Natural language region descriptions:
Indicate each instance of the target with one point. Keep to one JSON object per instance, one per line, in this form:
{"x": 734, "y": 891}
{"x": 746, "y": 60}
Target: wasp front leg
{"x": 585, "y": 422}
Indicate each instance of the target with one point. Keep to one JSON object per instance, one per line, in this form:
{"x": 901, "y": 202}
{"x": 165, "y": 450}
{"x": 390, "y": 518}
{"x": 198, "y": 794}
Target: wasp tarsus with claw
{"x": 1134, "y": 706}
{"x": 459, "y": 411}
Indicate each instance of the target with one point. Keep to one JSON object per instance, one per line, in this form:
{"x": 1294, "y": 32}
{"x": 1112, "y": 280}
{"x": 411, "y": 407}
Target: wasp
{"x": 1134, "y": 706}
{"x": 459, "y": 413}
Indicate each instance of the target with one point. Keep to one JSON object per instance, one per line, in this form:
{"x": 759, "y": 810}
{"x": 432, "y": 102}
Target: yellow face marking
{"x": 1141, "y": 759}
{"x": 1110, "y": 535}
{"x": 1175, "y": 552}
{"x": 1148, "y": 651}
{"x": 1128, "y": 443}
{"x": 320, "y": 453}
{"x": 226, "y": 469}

The problem: Your task is to restate all of the records above word for word.

Answer for this exercise:
Indicate each instance of the target with one point. Keep to one JSON object per instance, one per line, in this form:
{"x": 734, "y": 891}
{"x": 746, "y": 60}
Target: wasp front leg
{"x": 585, "y": 422}
Indicate each instance of the target with one point. Keep to one JSON object per instance, one per line, in this form:
{"x": 901, "y": 202}
{"x": 165, "y": 450}
{"x": 390, "y": 518}
{"x": 198, "y": 794}
Target: wasp tarsus with claw
{"x": 1134, "y": 706}
{"x": 459, "y": 411}
Indicate each instance of the target with one point. Keep to one JSON object per instance, one per line, in this form:
{"x": 1294, "y": 32}
{"x": 1112, "y": 280}
{"x": 411, "y": 407}
Target: wasp
{"x": 1134, "y": 706}
{"x": 459, "y": 413}
Indicate each instance of the target with one point. Keep to one JSON object per instance, one per line, in this form:
{"x": 759, "y": 810}
{"x": 432, "y": 102}
Target: yellow face marking
{"x": 1141, "y": 759}
{"x": 1110, "y": 535}
{"x": 1175, "y": 552}
{"x": 1148, "y": 651}
{"x": 1128, "y": 443}
{"x": 320, "y": 453}
{"x": 226, "y": 469}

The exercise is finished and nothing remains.